• **GOAL OF THE EXERCISE**
Repeat every item below word for word, but leave out the pictures.

*** RECORDS SHOWN ***

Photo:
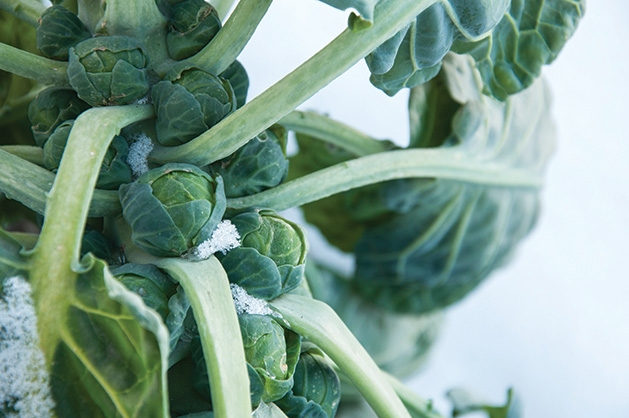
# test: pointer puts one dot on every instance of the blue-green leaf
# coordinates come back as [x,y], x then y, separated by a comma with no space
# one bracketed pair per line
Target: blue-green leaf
[530,35]
[413,56]
[443,237]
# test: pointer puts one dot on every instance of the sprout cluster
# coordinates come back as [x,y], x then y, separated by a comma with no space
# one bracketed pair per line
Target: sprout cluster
[178,209]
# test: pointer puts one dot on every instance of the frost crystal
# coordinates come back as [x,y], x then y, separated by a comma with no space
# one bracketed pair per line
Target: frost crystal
[247,304]
[224,238]
[138,156]
[24,385]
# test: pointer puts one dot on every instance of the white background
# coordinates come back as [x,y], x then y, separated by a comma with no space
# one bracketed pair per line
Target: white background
[555,323]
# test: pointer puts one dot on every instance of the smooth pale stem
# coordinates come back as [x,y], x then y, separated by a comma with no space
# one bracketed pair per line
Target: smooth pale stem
[27,10]
[29,184]
[317,322]
[29,153]
[329,130]
[55,258]
[284,96]
[232,38]
[27,65]
[452,164]
[207,287]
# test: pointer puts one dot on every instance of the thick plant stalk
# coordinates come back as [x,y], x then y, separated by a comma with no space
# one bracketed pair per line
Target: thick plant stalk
[317,322]
[232,38]
[206,285]
[55,258]
[325,129]
[27,65]
[428,163]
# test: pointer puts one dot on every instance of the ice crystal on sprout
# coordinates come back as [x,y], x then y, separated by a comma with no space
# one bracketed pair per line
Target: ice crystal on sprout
[224,238]
[24,384]
[138,156]
[247,304]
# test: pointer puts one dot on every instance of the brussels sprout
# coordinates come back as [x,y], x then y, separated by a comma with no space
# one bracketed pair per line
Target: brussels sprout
[258,165]
[173,208]
[271,352]
[154,286]
[316,389]
[193,24]
[108,70]
[51,108]
[59,29]
[96,243]
[113,172]
[239,80]
[271,259]
[190,105]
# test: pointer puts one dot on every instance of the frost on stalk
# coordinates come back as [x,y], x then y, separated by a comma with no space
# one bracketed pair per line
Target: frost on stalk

***

• **SOLVED EXERCISE**
Photo:
# test: pointer puts one dot on every instance of the blue-green leaf
# coordinates come back as [x,y], x then y, separated by a comma with no space
# one bracketed pair per line
Target: blue-green leaf
[530,35]
[413,56]
[443,237]
# test: pointer puts one dot on every instance of the sprout cluster
# coordinates come back as [x,y], x then y, separated by a comma with no space
# one bracketed pair per line
Target: sprout cluster
[178,209]
# test: pointer puts one dot on every instance of the frost crystal
# coordinates come back as [x,y], x then y, separated by a comma with no space
# one bracketed pair per line
Target: frost crystal
[247,304]
[224,238]
[138,156]
[24,385]
# test: pointer puts one dot on every instance of the white background
# coordinates come back as [x,y], x then y, separated by a comma with no space
# one bracketed pair per line
Target: white background
[555,323]
# test: pointer puts one dot on every instance of the smooth pale stem
# coordinates come back as [x,y], x then y, separated by a comma with no space
# one bracketed pair per line
Target: smooth pale stem
[27,10]
[29,184]
[317,322]
[29,153]
[329,130]
[55,258]
[284,96]
[232,38]
[27,65]
[452,164]
[207,287]
# test: pointer puts one dot on every instance of the thick plant stalk
# coordinates come back as [x,y], x then y, separated by a comma with no space
# one bracketed pair per line
Target: thick plant stalk
[317,322]
[232,38]
[206,285]
[55,258]
[325,129]
[27,65]
[428,163]
# test: pointer puts one dot on every instance of the ice crystal on sprout
# coordinates come back as [x,y], x then y, separated by a comma with no space
# one bracketed pair per line
Target: ice crystal on sprout
[224,238]
[24,384]
[138,156]
[247,304]
# test: pointer puts one dot on every instance of the brussels sprout
# coordinates come back as [x,y], x then y, separated by a comma with no space
# one bracketed pair per line
Target: brussels sprout
[258,165]
[173,208]
[271,352]
[154,286]
[316,389]
[193,24]
[108,70]
[51,108]
[59,29]
[96,243]
[113,172]
[239,80]
[271,259]
[190,105]
# test: pointer puts one dot on every instance of the frost on stalk
# coordinates come back as [x,y], x then y, separated by a comma with no space
# one bracketed pair per line
Target: frost on stalk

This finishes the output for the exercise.